*** Opening of PROVIDED ENTRIES ***
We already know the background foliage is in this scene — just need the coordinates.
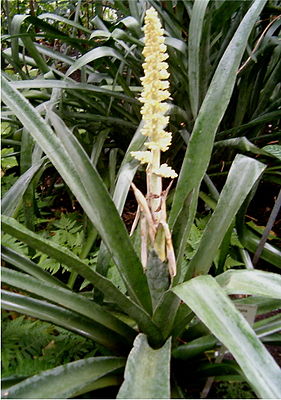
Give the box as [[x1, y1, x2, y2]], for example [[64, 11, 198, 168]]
[[1, 0, 281, 399]]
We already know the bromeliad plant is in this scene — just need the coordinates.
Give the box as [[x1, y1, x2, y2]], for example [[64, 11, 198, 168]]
[[1, 1, 281, 399], [130, 7, 177, 277]]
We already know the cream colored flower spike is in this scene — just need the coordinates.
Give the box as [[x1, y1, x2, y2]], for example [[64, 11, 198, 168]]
[[130, 7, 177, 278], [131, 7, 177, 179]]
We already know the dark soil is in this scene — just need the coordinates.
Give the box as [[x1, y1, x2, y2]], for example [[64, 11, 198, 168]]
[[246, 180, 281, 238]]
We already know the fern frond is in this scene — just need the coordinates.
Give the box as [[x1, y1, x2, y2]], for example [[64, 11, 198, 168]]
[[1, 314, 97, 378]]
*** Close of PROVIDED ENTRIES ***
Could you reproduce exactly, and only, the lines from the start of the records through the line containing "We already know the cream", leaving out the pictures?

→ SOLUTION TO THIS PROBLEM
We already know the background foliage is in this scene — just need the coordinates.
Give the box as [[x1, y1, x2, y2]], for example [[64, 11, 198, 168]]
[[1, 0, 281, 399]]
We already know the bromeliad plant is in this scene — just need the coordinates.
Give the box as [[x1, y1, x2, y2]], for example [[64, 11, 198, 168]]
[[1, 1, 281, 399], [130, 7, 177, 277]]
We already know the cream colored flower spike is in this scene — just need the coordinates.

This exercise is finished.